#### Task to complete:
Convert every line of the records below into a JSON array of strings, one string per line, and omit the blank lines.

Start Records supplied

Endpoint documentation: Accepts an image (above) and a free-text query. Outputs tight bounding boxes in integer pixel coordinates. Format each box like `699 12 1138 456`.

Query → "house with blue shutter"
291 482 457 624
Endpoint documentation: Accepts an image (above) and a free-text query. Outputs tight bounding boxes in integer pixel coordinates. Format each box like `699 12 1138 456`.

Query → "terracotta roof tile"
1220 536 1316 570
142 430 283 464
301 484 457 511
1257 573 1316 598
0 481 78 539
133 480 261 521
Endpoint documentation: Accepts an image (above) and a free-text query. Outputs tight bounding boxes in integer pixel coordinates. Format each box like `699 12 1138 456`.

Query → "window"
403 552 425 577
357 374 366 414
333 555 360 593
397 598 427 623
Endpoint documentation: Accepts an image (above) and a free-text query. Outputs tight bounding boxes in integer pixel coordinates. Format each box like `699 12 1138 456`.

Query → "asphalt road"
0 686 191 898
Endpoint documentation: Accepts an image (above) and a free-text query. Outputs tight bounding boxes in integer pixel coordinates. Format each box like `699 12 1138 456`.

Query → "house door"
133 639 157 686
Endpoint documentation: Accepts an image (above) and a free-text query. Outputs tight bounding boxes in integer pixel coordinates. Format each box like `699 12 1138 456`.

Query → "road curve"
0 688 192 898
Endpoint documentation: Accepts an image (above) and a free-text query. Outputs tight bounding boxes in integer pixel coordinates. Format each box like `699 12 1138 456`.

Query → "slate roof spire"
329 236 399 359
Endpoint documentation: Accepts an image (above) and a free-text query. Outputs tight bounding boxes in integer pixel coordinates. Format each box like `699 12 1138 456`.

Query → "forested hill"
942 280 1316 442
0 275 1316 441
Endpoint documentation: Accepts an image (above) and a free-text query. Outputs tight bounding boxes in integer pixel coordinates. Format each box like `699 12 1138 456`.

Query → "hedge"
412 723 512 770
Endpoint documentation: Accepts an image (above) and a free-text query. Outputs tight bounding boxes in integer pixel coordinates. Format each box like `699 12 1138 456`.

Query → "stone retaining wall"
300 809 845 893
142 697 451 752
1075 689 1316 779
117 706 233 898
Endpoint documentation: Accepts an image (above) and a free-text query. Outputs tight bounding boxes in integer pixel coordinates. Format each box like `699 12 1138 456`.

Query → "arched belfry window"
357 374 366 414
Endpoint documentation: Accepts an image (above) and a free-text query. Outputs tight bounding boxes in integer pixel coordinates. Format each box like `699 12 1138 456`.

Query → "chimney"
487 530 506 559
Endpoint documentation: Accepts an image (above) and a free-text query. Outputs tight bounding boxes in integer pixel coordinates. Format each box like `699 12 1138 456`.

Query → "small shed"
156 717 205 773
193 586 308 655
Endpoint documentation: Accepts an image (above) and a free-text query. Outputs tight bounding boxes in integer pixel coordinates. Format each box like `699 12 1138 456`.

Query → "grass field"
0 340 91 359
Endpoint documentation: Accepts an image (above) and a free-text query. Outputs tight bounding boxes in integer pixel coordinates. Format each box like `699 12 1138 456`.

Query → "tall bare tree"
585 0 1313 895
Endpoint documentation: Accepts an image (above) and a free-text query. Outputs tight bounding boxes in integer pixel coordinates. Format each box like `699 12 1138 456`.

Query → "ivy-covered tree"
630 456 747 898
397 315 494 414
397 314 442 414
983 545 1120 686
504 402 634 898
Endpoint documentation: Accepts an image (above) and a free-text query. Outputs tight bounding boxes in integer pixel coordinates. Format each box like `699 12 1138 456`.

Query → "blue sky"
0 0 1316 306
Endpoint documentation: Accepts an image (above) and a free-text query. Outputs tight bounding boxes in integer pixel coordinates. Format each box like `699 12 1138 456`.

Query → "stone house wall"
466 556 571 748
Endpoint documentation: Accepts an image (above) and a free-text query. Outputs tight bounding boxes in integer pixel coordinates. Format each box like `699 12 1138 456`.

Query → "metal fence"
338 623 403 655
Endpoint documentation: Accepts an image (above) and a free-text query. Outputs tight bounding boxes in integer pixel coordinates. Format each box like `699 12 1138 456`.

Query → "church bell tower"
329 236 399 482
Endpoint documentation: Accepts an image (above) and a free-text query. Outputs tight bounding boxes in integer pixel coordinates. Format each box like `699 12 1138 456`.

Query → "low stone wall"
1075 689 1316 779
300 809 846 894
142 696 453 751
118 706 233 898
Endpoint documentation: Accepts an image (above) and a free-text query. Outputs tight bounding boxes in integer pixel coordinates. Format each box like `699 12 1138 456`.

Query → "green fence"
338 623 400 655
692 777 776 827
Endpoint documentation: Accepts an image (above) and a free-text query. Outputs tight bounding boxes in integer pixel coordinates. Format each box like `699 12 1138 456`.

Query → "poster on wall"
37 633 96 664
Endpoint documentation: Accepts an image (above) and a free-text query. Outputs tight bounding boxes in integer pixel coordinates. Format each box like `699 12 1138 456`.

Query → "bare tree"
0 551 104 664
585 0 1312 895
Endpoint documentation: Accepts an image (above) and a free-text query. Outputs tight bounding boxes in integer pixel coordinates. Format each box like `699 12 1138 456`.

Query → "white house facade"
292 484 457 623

End Records supplied

#### Reply to the task:
[
  "Endpoint documentation: Accepts an image (above) and a free-text query. Outputs tight bounding boxes in integer pixel coordinates. Format each box like `699 12 1138 456`.",
  "Query → \"house with blue shutter\"",
  "291 482 457 624",
  "Endpoint documentation: Accepts an image (above) and a free-text query. Outputs tight bounding boxes in integer pixel coordinates. Format each box like `699 12 1138 456`.",
  "Query → \"terracotta roof tile\"",
  "1220 536 1316 570",
  "142 430 283 464",
  "301 484 457 511",
  "1257 573 1316 598",
  "0 481 78 539",
  "133 480 261 521",
  "Endpoint documentation: Accepts an image (above) and a free-text query. Outputs tight bounding boxes in integer pixel coordinates. Format each box like `699 12 1138 456`.",
  "Query → \"window\"",
  "403 552 425 577",
  "357 374 366 414",
  "333 555 360 593",
  "397 598 427 623",
  "Endpoint documentation: Accepts an image (above) and a free-text query. Outputs tight bounding boxes in integer pixel coordinates. Format each box like `699 12 1138 456`.",
  "Query → \"asphalt road\"",
  "0 686 191 898",
  "Endpoint documentation: Accepts an image (above) and a free-text query. Outputs tight bounding boxes in integer pixel coordinates. Format each box like `699 12 1138 456`.",
  "Query → \"house door\"",
  "133 639 157 686",
  "Endpoint documentation: Accepts an image (above) and a free-text query. Outputs tight bounding boxes in integer pixel coordinates. Format each box like `699 12 1138 456`.",
  "Query → \"road curve\"",
  "0 688 192 898",
  "Endpoint documentation: Accepts an image (above) and a free-text query. Outputs tight bounding boxes in integer pixel coordinates. Format each box like `699 12 1138 456`.",
  "Query → \"slate roof spire\"",
  "329 236 399 359",
  "Endpoint documentation: Accepts an image (above) and a free-text query. Outputs tight bounding boxes in integer pixel coordinates. Format each box like `699 12 1138 456`.",
  "Query → \"forested hill\"",
  "942 280 1316 442",
  "0 275 1316 441",
  "Endpoint documentation: Accepts an image (above) and a free-text query. Outputs tight bounding boxes in integer pixel coordinates. Format each box like `699 12 1138 456`.",
  "Query → \"hedge\"",
  "412 723 512 770",
  "Endpoint documentation: Accepts an image (above) and a free-text query. Outputs tight bounding boxes in integer pixel coordinates. Format each box like `699 12 1138 456`.",
  "Query → \"stone retaining wall\"",
  "300 809 845 893",
  "142 697 451 752",
  "1075 689 1316 779",
  "117 706 233 898",
  "Endpoint documentation: Accepts an image (above) and a free-text query. Outputs tight bounding boxes in integer pixel coordinates. Format each box like `699 12 1138 456`.",
  "Query → \"arched belfry window\"",
  "357 374 366 414",
  "Endpoint documentation: Accepts an image (above) and a free-text query. Outputs tight bounding boxes in integer pixel coordinates. Format each box like `699 12 1138 456`.",
  "Query → \"chimney\"",
  "487 530 506 559",
  "Endpoint documentation: Accepts an image (above) and a free-text query. Outputs tight bounding boxes in integer pixel coordinates. Format each box like `699 12 1138 456`.",
  "Query → \"small shed\"",
  "156 717 205 773",
  "193 586 308 655",
  "Endpoint documentation: Accepts an image (above) and a free-text query. Outputs tight bounding boxes in integer pixel coordinates. Format each box like `699 12 1138 456`.",
  "Query → \"grass field\"",
  "0 340 91 359",
  "Endpoint documentation: Accepts an image (above) and a free-text query. Outputs tight bounding boxes in integer pixel coordinates. Format each box like `699 12 1138 456`.",
  "Query → \"tall bare tree\"",
  "585 0 1313 895",
  "Endpoint documentation: Accepts an image (above) and a free-text query. Outputs tight bounding boxes in integer pixel coordinates. Format each box like `699 12 1138 456`.",
  "Query → \"ivy-covered tree\"",
  "630 456 747 898",
  "397 315 494 414",
  "397 314 442 414",
  "983 545 1120 686",
  "504 402 634 898",
  "Endpoint documentation: Accepts an image (above) and a free-text query. Outputs tight bounding boxes in integer pixel coordinates. Format each box like `699 12 1138 456`.",
  "Query → \"blue sky\"",
  "0 0 1316 306",
  "Endpoint documentation: Accepts an image (above) and a free-text query. Outputs tight bounding boxes in integer pixel coordinates. Format each box like `699 12 1138 456`.",
  "Query → \"stone house wall\"",
  "466 556 571 748",
  "Endpoint documentation: Accepts an image (above) and a free-text query. Outputs tight bounding boxes in integer pixel coordinates. Format each box like `699 12 1138 456`.",
  "Query → \"metal fence\"",
  "338 623 403 655",
  "Endpoint documentation: Accepts an image (above) and a free-text query. Outputs tight bounding boxes in integer pixel coordinates. Format each box like `699 12 1138 456`.",
  "Query → \"church bell tower\"",
  "329 236 399 482",
  "Endpoint documentation: Accepts an image (above) and a free-text query. Outputs tight bounding boxes in integer pixel coordinates. Format each box like `699 12 1138 456`.",
  "Query → \"low stone wall\"",
  "1075 689 1316 779",
  "300 809 846 894",
  "142 696 453 751",
  "118 706 233 898",
  "Endpoint documentation: Accepts an image (above) and a free-text query. Outputs tight bounding boxes in integer pixel coordinates. Format each box like `699 12 1138 456`.",
  "Query → \"green fence\"",
  "338 623 400 655",
  "692 777 776 827",
  "Endpoint documentation: Accepts an image (above) and a free-text query. Outputs tight bounding boxes in integer pixel coordinates. Format each box like `699 12 1138 456`.",
  "Query → \"poster on wall\"",
  "37 633 96 664",
  "Endpoint documentation: Accepts an image (above) and a free-text query. Outputs tight bounding boxes in integer pixel coordinates. Format each box like `699 12 1138 456`.",
  "Query → \"bare tree\"",
  "0 551 104 664",
  "585 0 1312 895",
  "Endpoint documentation: Accepts an image (above) and a free-text query. Outputs tight bounding boxes in integer pixel coordinates. Format each box like `699 12 1138 456`.",
  "Query → \"white house facade\"",
  "292 484 457 623"
]